▸ Supplied records:
+--

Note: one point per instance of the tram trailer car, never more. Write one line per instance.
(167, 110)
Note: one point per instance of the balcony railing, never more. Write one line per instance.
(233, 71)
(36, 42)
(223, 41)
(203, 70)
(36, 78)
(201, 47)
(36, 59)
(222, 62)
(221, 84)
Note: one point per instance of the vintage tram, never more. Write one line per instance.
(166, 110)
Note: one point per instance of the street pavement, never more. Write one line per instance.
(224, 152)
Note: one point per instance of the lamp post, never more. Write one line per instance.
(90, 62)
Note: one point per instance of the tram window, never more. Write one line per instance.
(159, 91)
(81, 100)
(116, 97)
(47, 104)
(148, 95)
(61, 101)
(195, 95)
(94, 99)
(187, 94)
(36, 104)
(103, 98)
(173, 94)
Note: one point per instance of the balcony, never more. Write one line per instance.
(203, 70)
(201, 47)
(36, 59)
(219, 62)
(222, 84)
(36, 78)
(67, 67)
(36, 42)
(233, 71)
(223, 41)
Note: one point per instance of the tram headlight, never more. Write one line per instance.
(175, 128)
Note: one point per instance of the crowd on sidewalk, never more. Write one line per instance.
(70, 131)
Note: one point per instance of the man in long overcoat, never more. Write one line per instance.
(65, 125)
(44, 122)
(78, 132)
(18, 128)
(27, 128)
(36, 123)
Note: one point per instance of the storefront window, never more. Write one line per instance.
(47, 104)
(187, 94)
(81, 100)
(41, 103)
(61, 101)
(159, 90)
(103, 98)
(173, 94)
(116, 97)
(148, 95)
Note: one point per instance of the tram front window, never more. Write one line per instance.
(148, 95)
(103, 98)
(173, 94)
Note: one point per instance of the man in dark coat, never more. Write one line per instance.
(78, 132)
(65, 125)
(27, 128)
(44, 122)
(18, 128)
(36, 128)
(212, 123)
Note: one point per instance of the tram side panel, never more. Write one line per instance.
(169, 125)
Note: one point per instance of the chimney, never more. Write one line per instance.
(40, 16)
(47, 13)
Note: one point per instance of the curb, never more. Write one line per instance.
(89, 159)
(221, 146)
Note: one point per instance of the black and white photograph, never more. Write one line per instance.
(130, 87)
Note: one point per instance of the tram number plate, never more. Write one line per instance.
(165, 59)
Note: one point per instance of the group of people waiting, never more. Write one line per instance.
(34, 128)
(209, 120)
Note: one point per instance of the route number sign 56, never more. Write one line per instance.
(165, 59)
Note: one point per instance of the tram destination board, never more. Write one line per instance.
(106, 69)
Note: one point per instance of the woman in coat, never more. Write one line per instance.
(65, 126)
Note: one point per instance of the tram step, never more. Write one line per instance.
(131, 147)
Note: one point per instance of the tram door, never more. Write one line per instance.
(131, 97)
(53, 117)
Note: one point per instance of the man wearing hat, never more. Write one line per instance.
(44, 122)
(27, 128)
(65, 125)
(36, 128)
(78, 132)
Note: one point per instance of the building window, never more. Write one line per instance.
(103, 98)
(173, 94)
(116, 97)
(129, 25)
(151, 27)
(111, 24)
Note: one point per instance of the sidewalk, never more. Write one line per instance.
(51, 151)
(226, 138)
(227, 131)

+--

▸ What you should do: Please write out all the data above again, changing every "never more" to "no more" and leaving everything else as it is.

▸ Solution:
Note: one point per instance of the tram trailer car, no more. Write one line per instance.
(167, 110)
Note: one point per instance of the balcony railing, no more. Write one line per instance.
(233, 71)
(36, 42)
(223, 41)
(203, 70)
(36, 78)
(201, 47)
(36, 59)
(222, 62)
(221, 84)
Note: one point per instance of the vintage tram, no more. Write one line per instance.
(166, 110)
Note: one point per instance of the street pavement, no more. Write one line per instance.
(224, 152)
Note: one point per instance of the lamp post, no more. Write one line per instance.
(90, 62)
Note: one point per instance of the tram window, no more. Write one line per instance.
(159, 91)
(81, 100)
(116, 97)
(47, 104)
(148, 95)
(61, 101)
(195, 95)
(94, 99)
(187, 94)
(36, 104)
(103, 98)
(173, 94)
Note: one point per instance of the balcony, no more. Write one line per instance.
(203, 70)
(201, 47)
(36, 59)
(219, 62)
(222, 84)
(36, 78)
(67, 67)
(36, 42)
(233, 71)
(223, 41)
Note: one point per instance of the tram headlight, no more. Write one line per instance.
(175, 128)
Note: one point per instance of the crowd on sidewalk, no more. Write one line per instance.
(70, 131)
Note: one point per instance of the man in long overcoat, no more. Write one line per instance.
(65, 125)
(44, 122)
(78, 132)
(18, 128)
(27, 128)
(36, 123)
Note: one point per instance of the storefront window, no more. Write one line per instance.
(47, 104)
(187, 94)
(81, 100)
(41, 103)
(61, 101)
(159, 90)
(103, 98)
(173, 94)
(116, 97)
(148, 95)
Note: one point per instance of the tram front window, no more. Write one line per instance.
(148, 95)
(103, 98)
(173, 94)
Note: one point per instance of the man in dark coat, no more. Write one line per instance.
(78, 132)
(65, 125)
(27, 128)
(44, 122)
(18, 128)
(36, 128)
(212, 123)
Note: one point per instance of the tram side panel, no more. Write one line per instance.
(169, 125)
Note: one point per instance of the chimney, no more. Write one line per instance.
(40, 16)
(47, 13)
Note: one point per instance of the curb, no more. Write one line per instance.
(89, 159)
(221, 146)
Note: one point per instance of the black and white photograph, no more. Write one line per instance.
(130, 87)
Note: one point per instance of the tram number plate, no more. Write one line per instance.
(165, 59)
Note: one point per instance of the group of people waiting, no more. Write one line per instance.
(34, 128)
(209, 120)
Note: one point per instance of the route number sign 56, no more. Write one line per instance.
(165, 59)
Note: one point per instance of the tram destination board, no more. Write one line per instance.
(106, 69)
Note: one point per instance of the woman in coat, no more. Write one line per instance.
(65, 126)
Note: one point per instance of the tram step, no more. Write one line per instance.
(131, 147)
Note: one point per instance of the tram door, no more. Write one line per instance.
(131, 97)
(53, 117)
Note: one point per instance of the man wearing hat, no more. Write one line per instance.
(44, 122)
(27, 128)
(65, 125)
(36, 128)
(78, 132)
Note: one point per instance of the building window, no more. Write one line per instance.
(103, 98)
(173, 94)
(116, 97)
(129, 25)
(151, 27)
(111, 24)
Note: one point per instance of the sidewalk, no more. Write one line per instance.
(51, 151)
(226, 138)
(227, 131)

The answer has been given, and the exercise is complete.